◆ **EXCERPTED TEXT**:
::::::::::
Ver. 1. Loaded. Theglathphalassar took away whole tribes, (2 Paralipomenon v. 26.) the year after this. Yet these people were the first enlightened with the rays of the gospel, (Matthew iv. 13.) though so much despised, John vii. 52. (Calmet) — Here Christ preached first. But after his passion, few Jews believed in him. (Worthington)

Ver. 2. Risen. The kingdom of Juda hoped for redress, when they saw the people of Israel humbled, (Haydock) or rather after the defeat of Sennacherib. (Calmet)

Ver. 3. And hast. Parkhurst says it should be, “(whom) thou hast not brought up (the Gentiles) with joy they,” &c. (Symmachus) (Haydock) — The numerous forces of the Assyrians could not save them from the angel. Under Ezechias the people increased. Was not his reign a figure of the Church persecuted and increasing: but on that account, in danger from a relaxation of discipline? (Luke v. 7.) — Spoils. They shall return thanks to God for the unexpected liberation.

Ver. 4. Oppressor. Who levied taxes for Assyria, 4 Kings xviii. 7. Sennacherib made war, because Ezechias refused to pay them any longer, and his troops fell upon each other, (Calmet) as the Madianites had done, Judges vii. (Haydock)

Ver. 5. Fire. Being cut and useless. See Diss. on the defeat of Sennacherib. (Calmet)

Ver. 6. Child. The Messias, whom the son of Isaias prefigured. — Shoulder. Where the badges of royalty were worn. (Calmet) — Christ bore his cross. (Tertullian, &c.) — Wonderful. In his birth, &c. — Counsellor. From whom all good advice proceeds. Grotius falsely translates, “the consulter of the strong God,” meaning Ezechias. Though he deemed the Socinians unworthy of the Christian name, (Ep. ad Valleum.) he too often sides with them. Johets always means one who “gives counsel,” chap. xl. 13. Ezechias was at this time ten years old, and he did not always take advice, nor was his reign peaceful, &c. — God. The three Greek versions maliciously render El “the strong,” though it be uncertain that it ever has that meaning, as it certainly has not when joined with gibbor, “mighty.” Why should two terms of the same import be used? The Septuagint copies vary much. Some read only, “he shall be called the angel of the great council, for I will bring peace upon the princes and his health.” St. Jerome thinks they were afraid to style the child God. But this reason falls to the ground, as other copies have, (Calmet) after council, “Wonderful, Counsellor, God, the Mighty, the Potent, exousiaszes, the Prince of Peace, the Father of the world to come, for, &c., (7.) His.” Grabe (de Vitiis lxx. p. 29.) asserts that the former is the genuine version, and that the inserted titles are a secondary one; so that there must have been two version before the days of Aquila, as the text is thus quoted at large by Clement and St. Ir├Žneus, the year of the Lord 180; Kennicott adds also by St. Ignatius, the year of the Lord 110. (Haydock) — The omnipotent God became a little child, and without violence subdued the world, which he still governs. (Worthington)
::::::::::
◆ **DATASET**:
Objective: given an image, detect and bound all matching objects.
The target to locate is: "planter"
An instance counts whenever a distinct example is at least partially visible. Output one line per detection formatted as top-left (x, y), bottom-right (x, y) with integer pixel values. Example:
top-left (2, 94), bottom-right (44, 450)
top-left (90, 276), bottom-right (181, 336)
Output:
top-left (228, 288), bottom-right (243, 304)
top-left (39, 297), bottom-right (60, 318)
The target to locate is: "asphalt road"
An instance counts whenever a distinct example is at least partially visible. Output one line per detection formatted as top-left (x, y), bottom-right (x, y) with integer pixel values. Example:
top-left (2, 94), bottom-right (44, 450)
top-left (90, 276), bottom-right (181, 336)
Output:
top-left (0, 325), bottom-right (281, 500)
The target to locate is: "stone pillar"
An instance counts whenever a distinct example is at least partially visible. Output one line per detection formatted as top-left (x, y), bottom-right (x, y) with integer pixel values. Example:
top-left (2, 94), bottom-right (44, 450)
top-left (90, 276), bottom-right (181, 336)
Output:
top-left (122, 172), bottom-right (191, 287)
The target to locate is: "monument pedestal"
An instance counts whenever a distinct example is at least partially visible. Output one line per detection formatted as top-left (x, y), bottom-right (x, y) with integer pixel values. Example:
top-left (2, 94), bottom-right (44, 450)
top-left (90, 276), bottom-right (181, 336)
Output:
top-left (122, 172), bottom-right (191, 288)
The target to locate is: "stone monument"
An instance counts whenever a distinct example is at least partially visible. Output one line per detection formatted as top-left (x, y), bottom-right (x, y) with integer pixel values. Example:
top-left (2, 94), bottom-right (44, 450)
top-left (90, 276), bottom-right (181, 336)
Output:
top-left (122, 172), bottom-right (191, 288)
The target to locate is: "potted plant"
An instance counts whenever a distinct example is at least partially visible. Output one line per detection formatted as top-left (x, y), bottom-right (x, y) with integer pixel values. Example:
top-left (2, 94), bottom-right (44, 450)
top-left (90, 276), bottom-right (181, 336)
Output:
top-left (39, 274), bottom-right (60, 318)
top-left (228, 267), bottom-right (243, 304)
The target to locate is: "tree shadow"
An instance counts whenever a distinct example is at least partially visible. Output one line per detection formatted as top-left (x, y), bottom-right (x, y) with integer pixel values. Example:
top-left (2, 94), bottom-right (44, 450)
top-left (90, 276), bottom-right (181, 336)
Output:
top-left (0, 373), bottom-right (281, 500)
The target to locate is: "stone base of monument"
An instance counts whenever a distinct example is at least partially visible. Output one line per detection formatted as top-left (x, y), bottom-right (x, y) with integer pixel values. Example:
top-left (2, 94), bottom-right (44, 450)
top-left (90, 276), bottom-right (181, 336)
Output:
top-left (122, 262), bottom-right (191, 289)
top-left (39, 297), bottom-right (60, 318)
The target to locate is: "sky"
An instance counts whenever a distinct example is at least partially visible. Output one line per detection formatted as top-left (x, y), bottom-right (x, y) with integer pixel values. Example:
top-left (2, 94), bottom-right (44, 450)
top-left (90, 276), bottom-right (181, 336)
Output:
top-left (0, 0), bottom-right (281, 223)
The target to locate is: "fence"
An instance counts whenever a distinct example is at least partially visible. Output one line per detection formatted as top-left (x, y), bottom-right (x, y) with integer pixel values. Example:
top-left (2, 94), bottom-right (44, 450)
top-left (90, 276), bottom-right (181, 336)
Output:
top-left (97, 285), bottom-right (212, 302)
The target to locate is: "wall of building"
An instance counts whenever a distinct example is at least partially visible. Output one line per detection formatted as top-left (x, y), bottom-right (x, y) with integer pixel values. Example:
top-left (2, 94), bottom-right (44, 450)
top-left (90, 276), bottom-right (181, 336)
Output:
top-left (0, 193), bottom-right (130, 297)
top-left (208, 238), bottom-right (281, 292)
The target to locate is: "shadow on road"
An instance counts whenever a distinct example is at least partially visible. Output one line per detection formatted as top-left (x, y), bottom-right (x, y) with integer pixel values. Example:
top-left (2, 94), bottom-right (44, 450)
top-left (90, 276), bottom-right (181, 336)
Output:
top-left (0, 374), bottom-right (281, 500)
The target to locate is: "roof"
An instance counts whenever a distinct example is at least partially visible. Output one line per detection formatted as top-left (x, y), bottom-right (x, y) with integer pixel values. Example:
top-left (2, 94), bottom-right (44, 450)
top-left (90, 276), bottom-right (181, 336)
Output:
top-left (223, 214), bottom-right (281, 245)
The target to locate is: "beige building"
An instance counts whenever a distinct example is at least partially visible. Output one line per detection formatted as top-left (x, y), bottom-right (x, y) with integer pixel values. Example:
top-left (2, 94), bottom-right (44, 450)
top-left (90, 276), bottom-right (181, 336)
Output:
::::::::::
◆ **WHAT YOU ARE ASKED TO DO**: Please print the verse commentary from "Ver. 1. Loaded. Theglathphalassar took" to "in him. (Worthington)", word for word.

◆ **IN RESPONSE**:
Ver. 1. Loaded. Theglathphalassar took away whole tribes, (2 Paralipomenon v. 26.) the year after this. Yet these people were the first enlightened with the rays of the gospel, (Matthew iv. 13.) though so much despised, John vii. 52. (Calmet) — Here Christ preached first. But after his passion, few Jews believed in him. (Worthington)